--- JOB ---
Show each line of the listing below that contains the word "purple". Count only matches with the same capitalization.
***** RECORD SET *****
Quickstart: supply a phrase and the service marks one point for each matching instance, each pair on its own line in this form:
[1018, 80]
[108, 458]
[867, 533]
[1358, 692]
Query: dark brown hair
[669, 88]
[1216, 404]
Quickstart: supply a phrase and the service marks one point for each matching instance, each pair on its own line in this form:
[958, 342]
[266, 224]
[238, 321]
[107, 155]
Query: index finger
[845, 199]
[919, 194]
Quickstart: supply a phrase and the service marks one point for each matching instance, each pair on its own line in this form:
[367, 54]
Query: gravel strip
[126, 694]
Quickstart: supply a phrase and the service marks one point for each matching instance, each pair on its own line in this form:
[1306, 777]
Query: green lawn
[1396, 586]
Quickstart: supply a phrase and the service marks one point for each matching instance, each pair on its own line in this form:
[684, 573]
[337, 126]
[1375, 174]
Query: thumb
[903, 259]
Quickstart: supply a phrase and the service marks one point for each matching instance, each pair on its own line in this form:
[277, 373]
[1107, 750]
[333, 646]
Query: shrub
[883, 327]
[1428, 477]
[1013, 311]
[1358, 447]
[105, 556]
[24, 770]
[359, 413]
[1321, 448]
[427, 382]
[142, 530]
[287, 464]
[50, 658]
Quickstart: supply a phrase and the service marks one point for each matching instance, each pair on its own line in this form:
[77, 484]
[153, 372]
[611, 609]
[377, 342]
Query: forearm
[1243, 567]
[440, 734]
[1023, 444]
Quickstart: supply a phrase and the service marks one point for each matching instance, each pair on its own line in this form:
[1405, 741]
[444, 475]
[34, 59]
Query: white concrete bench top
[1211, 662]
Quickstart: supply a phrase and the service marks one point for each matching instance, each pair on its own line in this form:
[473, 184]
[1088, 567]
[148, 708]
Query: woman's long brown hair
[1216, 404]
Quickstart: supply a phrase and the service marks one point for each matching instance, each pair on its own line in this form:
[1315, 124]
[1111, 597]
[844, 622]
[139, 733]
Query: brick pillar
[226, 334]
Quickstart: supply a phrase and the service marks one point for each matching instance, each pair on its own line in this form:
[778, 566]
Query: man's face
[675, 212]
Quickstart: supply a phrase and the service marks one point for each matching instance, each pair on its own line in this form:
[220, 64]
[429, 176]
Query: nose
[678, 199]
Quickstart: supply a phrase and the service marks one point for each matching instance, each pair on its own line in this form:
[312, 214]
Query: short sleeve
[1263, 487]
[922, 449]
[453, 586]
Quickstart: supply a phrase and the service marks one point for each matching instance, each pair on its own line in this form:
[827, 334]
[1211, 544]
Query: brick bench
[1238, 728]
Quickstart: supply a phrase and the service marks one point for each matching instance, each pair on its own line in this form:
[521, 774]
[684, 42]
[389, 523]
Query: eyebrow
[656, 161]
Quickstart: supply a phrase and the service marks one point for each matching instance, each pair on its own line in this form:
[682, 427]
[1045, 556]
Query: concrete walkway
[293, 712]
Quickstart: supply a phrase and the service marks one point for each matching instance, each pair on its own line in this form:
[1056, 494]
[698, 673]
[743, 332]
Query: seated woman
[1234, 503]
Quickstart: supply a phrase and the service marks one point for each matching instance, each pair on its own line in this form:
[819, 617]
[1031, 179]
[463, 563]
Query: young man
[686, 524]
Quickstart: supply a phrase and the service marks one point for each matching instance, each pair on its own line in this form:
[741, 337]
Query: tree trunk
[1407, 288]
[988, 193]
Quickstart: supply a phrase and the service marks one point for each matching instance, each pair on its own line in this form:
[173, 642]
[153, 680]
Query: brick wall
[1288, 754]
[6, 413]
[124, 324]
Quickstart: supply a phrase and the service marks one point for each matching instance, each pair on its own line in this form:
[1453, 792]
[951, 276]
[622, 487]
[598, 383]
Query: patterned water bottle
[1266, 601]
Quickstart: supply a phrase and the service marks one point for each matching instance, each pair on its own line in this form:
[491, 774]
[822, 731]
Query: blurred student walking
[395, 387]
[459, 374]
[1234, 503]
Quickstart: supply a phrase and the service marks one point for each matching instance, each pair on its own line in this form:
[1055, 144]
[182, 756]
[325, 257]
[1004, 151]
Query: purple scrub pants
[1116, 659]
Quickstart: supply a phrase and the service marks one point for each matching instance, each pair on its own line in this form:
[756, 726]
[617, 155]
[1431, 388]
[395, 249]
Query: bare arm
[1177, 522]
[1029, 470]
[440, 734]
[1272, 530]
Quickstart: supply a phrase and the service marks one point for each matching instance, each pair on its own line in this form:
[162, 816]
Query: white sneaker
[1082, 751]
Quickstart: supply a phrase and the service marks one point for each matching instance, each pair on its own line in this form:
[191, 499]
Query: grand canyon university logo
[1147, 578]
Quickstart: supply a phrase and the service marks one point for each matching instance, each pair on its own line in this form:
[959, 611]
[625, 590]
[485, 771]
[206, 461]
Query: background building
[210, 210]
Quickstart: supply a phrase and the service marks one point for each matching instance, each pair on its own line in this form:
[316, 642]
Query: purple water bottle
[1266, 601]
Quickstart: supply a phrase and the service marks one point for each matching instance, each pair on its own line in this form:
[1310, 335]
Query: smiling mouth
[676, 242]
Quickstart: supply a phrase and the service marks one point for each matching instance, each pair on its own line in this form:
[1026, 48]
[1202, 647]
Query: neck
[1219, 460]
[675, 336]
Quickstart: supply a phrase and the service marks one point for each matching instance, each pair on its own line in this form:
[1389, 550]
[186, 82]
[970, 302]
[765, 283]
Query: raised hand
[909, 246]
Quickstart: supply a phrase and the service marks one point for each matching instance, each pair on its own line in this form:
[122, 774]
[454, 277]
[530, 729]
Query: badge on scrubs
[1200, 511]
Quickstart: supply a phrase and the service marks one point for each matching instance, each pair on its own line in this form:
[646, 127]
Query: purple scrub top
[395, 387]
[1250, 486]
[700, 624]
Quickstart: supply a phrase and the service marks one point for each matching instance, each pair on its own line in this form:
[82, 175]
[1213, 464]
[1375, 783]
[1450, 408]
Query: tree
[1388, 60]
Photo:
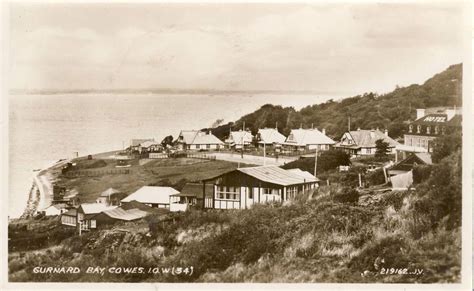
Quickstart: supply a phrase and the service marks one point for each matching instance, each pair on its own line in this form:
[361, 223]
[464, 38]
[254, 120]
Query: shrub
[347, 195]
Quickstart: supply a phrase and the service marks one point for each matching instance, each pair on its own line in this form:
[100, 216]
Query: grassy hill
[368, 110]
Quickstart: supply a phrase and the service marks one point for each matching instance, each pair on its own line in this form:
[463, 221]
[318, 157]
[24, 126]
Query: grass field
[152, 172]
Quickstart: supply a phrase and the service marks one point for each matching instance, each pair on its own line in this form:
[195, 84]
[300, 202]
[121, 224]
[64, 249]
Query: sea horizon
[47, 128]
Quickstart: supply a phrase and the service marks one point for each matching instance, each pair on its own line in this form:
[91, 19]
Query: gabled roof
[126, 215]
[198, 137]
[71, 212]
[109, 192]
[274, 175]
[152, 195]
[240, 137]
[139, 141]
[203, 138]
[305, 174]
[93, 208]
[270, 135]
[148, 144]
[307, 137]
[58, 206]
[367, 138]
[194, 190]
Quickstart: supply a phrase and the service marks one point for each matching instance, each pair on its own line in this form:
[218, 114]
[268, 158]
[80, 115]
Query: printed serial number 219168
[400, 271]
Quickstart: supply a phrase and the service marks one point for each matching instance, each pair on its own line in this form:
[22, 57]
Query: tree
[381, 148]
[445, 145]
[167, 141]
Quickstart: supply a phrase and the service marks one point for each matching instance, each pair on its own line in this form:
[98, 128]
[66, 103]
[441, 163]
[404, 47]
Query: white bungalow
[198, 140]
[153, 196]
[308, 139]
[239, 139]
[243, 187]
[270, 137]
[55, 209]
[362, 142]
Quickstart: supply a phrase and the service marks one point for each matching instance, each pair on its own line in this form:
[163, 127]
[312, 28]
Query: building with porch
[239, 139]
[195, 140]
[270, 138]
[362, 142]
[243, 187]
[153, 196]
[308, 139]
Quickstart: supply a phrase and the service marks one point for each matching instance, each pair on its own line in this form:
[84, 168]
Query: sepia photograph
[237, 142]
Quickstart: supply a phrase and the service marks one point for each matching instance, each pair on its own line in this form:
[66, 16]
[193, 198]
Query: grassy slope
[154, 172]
*****
--- OUTPUT OF THE TASK ---
Query: purple scrub pants
Query: purple water bottle
Query: purple scrub top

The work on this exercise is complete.